+++ DATA TO EXAMINE

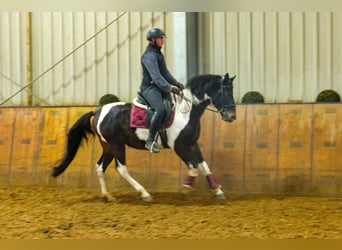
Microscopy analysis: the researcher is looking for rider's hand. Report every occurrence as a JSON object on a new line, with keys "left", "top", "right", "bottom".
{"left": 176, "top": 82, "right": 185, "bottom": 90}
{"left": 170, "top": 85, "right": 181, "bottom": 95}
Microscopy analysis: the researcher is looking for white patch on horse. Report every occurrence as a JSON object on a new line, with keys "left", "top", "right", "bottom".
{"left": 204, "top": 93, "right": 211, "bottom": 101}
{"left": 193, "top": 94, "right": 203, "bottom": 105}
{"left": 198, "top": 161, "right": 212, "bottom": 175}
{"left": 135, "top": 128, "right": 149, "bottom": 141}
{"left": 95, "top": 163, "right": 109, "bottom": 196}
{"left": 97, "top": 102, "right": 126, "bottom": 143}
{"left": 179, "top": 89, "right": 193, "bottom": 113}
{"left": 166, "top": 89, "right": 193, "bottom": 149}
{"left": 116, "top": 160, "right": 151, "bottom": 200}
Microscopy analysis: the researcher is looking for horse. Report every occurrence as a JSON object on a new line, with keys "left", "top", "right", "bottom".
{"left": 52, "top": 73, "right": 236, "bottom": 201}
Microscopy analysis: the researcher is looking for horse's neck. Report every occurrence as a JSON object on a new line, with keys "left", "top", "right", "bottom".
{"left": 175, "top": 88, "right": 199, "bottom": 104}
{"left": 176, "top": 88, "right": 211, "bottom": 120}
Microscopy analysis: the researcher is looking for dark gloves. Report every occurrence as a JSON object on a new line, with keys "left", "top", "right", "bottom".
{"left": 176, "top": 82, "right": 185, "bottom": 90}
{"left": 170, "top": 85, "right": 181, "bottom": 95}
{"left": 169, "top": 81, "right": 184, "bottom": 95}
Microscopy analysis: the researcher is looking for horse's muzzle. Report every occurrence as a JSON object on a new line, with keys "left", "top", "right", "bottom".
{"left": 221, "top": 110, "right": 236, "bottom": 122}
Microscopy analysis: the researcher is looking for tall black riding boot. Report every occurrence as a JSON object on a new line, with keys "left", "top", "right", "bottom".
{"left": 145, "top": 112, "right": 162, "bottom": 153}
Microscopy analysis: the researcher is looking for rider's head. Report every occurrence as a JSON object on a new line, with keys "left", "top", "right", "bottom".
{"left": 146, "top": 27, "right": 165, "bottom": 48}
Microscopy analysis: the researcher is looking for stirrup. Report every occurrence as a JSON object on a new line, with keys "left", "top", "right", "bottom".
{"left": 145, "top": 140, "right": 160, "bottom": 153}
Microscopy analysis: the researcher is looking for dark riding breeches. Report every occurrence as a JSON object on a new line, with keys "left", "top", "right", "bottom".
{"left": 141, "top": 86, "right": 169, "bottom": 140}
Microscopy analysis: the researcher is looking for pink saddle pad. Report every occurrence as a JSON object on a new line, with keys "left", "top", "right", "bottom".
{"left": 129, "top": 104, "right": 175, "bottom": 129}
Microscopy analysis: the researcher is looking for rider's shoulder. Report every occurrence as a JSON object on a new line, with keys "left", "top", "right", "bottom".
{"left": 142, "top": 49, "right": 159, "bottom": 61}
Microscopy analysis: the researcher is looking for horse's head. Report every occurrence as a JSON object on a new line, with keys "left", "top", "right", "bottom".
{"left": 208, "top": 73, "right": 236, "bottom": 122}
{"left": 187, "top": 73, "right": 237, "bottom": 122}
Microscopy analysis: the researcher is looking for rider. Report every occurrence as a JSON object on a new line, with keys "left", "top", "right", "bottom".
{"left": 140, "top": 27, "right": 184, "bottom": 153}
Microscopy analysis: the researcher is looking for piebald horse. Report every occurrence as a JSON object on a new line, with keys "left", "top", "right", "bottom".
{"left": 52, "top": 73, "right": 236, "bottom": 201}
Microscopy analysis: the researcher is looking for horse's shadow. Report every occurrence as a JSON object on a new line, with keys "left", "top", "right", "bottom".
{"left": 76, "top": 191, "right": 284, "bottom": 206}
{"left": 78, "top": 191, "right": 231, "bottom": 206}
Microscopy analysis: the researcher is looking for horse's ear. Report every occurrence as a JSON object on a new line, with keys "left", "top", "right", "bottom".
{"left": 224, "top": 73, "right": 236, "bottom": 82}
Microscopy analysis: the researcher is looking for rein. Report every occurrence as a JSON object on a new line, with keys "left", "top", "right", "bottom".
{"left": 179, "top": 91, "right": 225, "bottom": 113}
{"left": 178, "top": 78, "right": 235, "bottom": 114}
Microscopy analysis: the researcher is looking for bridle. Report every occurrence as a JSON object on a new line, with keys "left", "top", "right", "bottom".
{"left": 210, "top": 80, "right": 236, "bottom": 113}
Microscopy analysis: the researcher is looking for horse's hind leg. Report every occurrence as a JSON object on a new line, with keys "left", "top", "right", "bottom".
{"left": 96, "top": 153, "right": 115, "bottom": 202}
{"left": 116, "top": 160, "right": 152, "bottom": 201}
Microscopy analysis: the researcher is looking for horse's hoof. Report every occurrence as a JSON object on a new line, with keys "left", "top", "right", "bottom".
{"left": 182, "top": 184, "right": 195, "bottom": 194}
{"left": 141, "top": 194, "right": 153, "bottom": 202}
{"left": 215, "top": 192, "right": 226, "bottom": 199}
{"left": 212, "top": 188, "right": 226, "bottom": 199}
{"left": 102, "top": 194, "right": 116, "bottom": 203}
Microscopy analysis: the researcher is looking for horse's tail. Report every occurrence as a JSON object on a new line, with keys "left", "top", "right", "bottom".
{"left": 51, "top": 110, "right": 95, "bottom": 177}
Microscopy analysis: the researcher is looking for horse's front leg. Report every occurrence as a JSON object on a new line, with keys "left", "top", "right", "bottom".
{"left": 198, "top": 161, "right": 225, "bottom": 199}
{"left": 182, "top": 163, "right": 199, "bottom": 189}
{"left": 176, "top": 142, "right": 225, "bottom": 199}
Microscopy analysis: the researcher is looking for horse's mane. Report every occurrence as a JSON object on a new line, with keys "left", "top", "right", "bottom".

++++++

:: REQUIRED WORK ::
Where pictures sit among the data above, omit them, and output the rest exactly.

:: RESULT FOR THIS EXERCISE ::
Microscopy analysis: the researcher is looking for rider's hand. Report every occurrence as a JSON object on a new line, with keys "left", "top", "right", "bottom".
{"left": 176, "top": 82, "right": 185, "bottom": 90}
{"left": 170, "top": 85, "right": 181, "bottom": 95}
Microscopy analysis: the researcher is looking for white patch on horse. Report every occurrence as a JSON object on a new line, with keys "left", "top", "right", "bottom".
{"left": 204, "top": 93, "right": 211, "bottom": 101}
{"left": 193, "top": 94, "right": 203, "bottom": 105}
{"left": 198, "top": 161, "right": 212, "bottom": 175}
{"left": 135, "top": 128, "right": 149, "bottom": 141}
{"left": 95, "top": 163, "right": 109, "bottom": 196}
{"left": 97, "top": 102, "right": 126, "bottom": 143}
{"left": 179, "top": 89, "right": 193, "bottom": 113}
{"left": 166, "top": 89, "right": 193, "bottom": 149}
{"left": 116, "top": 160, "right": 151, "bottom": 200}
Microscopy analysis: the researcher is looking for horse. Report every occurrence as a JSON object on a new line, with keys "left", "top", "right", "bottom".
{"left": 52, "top": 73, "right": 236, "bottom": 201}
Microscopy analysis: the researcher is looking for horse's neck. Report every occurrence as a JSON object on a new line, with keys "left", "top", "right", "bottom".
{"left": 175, "top": 88, "right": 199, "bottom": 104}
{"left": 176, "top": 88, "right": 211, "bottom": 120}
Microscopy analysis: the researcher is looking for dark gloves. Report every occurrence as a JSON object on a new line, with keys "left", "top", "right", "bottom".
{"left": 176, "top": 82, "right": 185, "bottom": 90}
{"left": 170, "top": 85, "right": 181, "bottom": 95}
{"left": 169, "top": 81, "right": 184, "bottom": 95}
Microscopy analysis: the researcher is looking for horse's muzzle. Report every occurrence as a JSON object on a new line, with keys "left", "top", "right", "bottom".
{"left": 221, "top": 110, "right": 236, "bottom": 122}
Microscopy analysis: the researcher is looking for tall black riding boot. Report every occurrence as a JSON object on a new line, with keys "left", "top", "right", "bottom".
{"left": 145, "top": 112, "right": 162, "bottom": 153}
Microscopy analysis: the researcher is looking for rider's head. Report every occurrence as a JSON object on a new line, with keys "left", "top", "right", "bottom".
{"left": 146, "top": 27, "right": 165, "bottom": 48}
Microscopy analysis: the researcher is looking for stirrup. Report every occurrence as a JSON object on a new line, with keys "left", "top", "right", "bottom".
{"left": 145, "top": 140, "right": 160, "bottom": 153}
Microscopy analysis: the researcher is looking for dark riding breeches. Report every occurrence as a JSON object on a new line, with keys "left", "top", "right", "bottom".
{"left": 141, "top": 86, "right": 169, "bottom": 140}
Microscopy analysis: the researcher is looking for pink saddle pad. Report every occurrence as a JSON object on a new line, with keys "left", "top", "right", "bottom".
{"left": 129, "top": 104, "right": 175, "bottom": 129}
Microscopy analysis: the researcher is looking for rider's shoulder. Report every occurrence as a JSON object on a new line, with keys "left", "top", "right", "bottom".
{"left": 142, "top": 49, "right": 159, "bottom": 61}
Microscopy analysis: the researcher is looking for horse's head. Report every occurrence as a JSON object on a new line, with keys "left", "top", "right", "bottom".
{"left": 208, "top": 73, "right": 236, "bottom": 122}
{"left": 187, "top": 73, "right": 237, "bottom": 122}
Microscopy analysis: the researcher is looking for rider. Report every occurrence as a JSON object on a new line, with keys "left", "top", "right", "bottom".
{"left": 140, "top": 27, "right": 184, "bottom": 153}
Microscopy analysis: the researcher is looking for piebald horse. Report every occurrence as a JSON object on a new line, with keys "left", "top", "right", "bottom".
{"left": 52, "top": 73, "right": 236, "bottom": 201}
Microscopy analysis: the researcher is looking for horse's shadow. Report every occurrence as a JSON object on a new line, with keys "left", "top", "right", "bottom".
{"left": 76, "top": 191, "right": 284, "bottom": 206}
{"left": 78, "top": 191, "right": 231, "bottom": 206}
Microscopy analysis: the researcher is looking for horse's ear. Report every occurrence as a JSON object on a new line, with keys "left", "top", "right", "bottom".
{"left": 224, "top": 73, "right": 236, "bottom": 82}
Microscopy analysis: the researcher is looking for rein. Report every occurrence as a JSON object on a new line, with keys "left", "top", "right", "bottom".
{"left": 179, "top": 91, "right": 225, "bottom": 113}
{"left": 178, "top": 78, "right": 235, "bottom": 114}
Microscopy analysis: the researcher is looking for bridle. Report every occurrence as a JSON object on a new line, with keys "left", "top", "right", "bottom".
{"left": 210, "top": 80, "right": 236, "bottom": 113}
Microscopy analysis: the researcher is looking for horse's hind leg. Report every occurrence as a JSON object on a new line, with keys "left", "top", "right", "bottom".
{"left": 96, "top": 153, "right": 115, "bottom": 202}
{"left": 116, "top": 160, "right": 152, "bottom": 201}
Microscopy analysis: the researcher is looking for horse's hoof. Report every occurrence as a JSON object on a new line, with keys "left", "top", "right", "bottom".
{"left": 182, "top": 184, "right": 195, "bottom": 194}
{"left": 141, "top": 194, "right": 153, "bottom": 202}
{"left": 215, "top": 192, "right": 226, "bottom": 199}
{"left": 212, "top": 188, "right": 226, "bottom": 199}
{"left": 102, "top": 194, "right": 116, "bottom": 203}
Microscopy analysis: the researcher is looking for horse's tail. Report every occurrence as a JSON object on a new line, with keys "left", "top", "right", "bottom".
{"left": 51, "top": 110, "right": 95, "bottom": 177}
Microscopy analysis: the researcher is looking for horse's front leg. Report every occurrence as a JSON object on a new line, with keys "left", "top", "right", "bottom".
{"left": 198, "top": 161, "right": 225, "bottom": 199}
{"left": 182, "top": 163, "right": 199, "bottom": 189}
{"left": 176, "top": 142, "right": 225, "bottom": 199}
Microscopy analysis: the researcher is looking for horse's mane. Report every occurrence as a JSON object on a new line, with keys "left", "top", "right", "bottom".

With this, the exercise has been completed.